-------- TEXTO DE LEITURA --------

Assim, enquanto nossos professores lutam contra falta de estrutura, superlotação de salas de aula, falta de materiais pedagógicos, um salário medíocre e comem arroz com ovo, nosso Secretário de Educação só anda de carro com ar-condicionado e come salada de marisco e salmão ao molho tártaro. 
Sei não, mas não consegui ainda perceber onde gastar 7,7 milhões de reais em serviço de buffet ajuda no desenvolvimento das faculdades psíquicas, intelectuais e morais. Talvez até me falte conhecimento, mas acho que nosso Secretário poderia melhorar sua prática dos hábitos sociais e boas maneiras com nossos professores...

sábado, 3 de agosto de 2013

Panis et Circenses

Publicada originalmente no Jornal "O Diário", Edição 1.743, em 01/08/2013.

Em 508 a.C. surgiu, na cidade grega de Atenas, o primeiro modelo de governo que incluía a participação dos cidadãos, a Democracia. Democracia quer dizer, exatamente, Governo (kratos) do Povo (demo). Pela primeira vez na história do mundo, a população tinha participação direta na tomada de decisões. E quando falo direta, era direta mesmo, sem a escolha de representantes.
Em 168 a.C., o poderoso Império Romano conquistou a Grécia Antiga, pondo fim a quase três séculos e meio de história grega. Entretanto, apesar de ter um poderio militar muito maior, os romanos gostaram da forma de governo grego e resolveram utilizá-lo. Devido, porém, à grande extensão do Império Romano, parecia impossível o uso da democracia direta, como faziam os gregos. Assim surgia a democracia representativa, ou democracia indireta, em que os cidadãos elegem representantes para tomar decisões pelo povo.

--------

INSTRUÇÕES DO EXERCÍCIO »
Atualize o trecho do texto de leitura que começa nas palavras que contêm "Assim, enquanto nossos" e termina em "1.743, em 01/08/2013.". Reescreva esse trecho trocando "professores" por "docentes". A listagem não tem relação alguma com o texto de leitura.

-------- DADOS BRUTOS --------

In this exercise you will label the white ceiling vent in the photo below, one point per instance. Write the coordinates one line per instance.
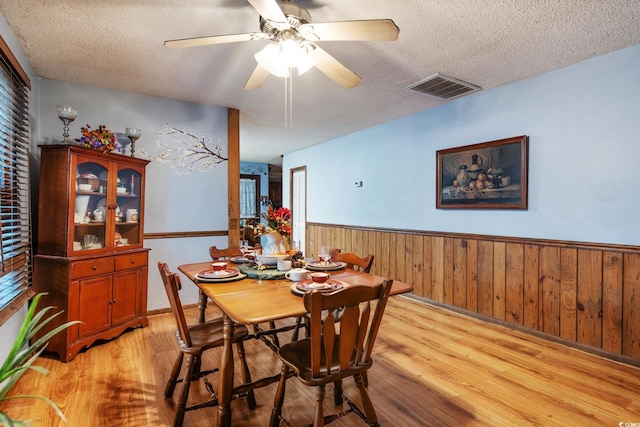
(442, 86)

--------

RESPOSTA DO EXERCÍCIO »
Assim, enquanto nossos docentes lutam contra falta de estrutura, superlotação de salas de aula, falta de materiais pedagógicos, um salário medíocre e comem arroz com ovo, nosso Secretário de Educação só anda de carro com ar-condicionado e come salada de marisco e salmão ao molho tártaro. 
Sei não, mas não consegui ainda perceber onde gastar 7,7 milhões de reais em serviço de buffet ajuda no desenvolvimento das faculdades psíquicas, intelectuais e morais. Talvez até me falte conhecimento, mas acho que nosso Secretário poderia melhorar sua prática dos hábitos sociais e boas maneiras com nossos docentes...

sábado, 3 de agosto de 2013

Panis et Circenses

Publicada originalmente no Jornal "O Diário", Edição 1.743, em 01/08/2013.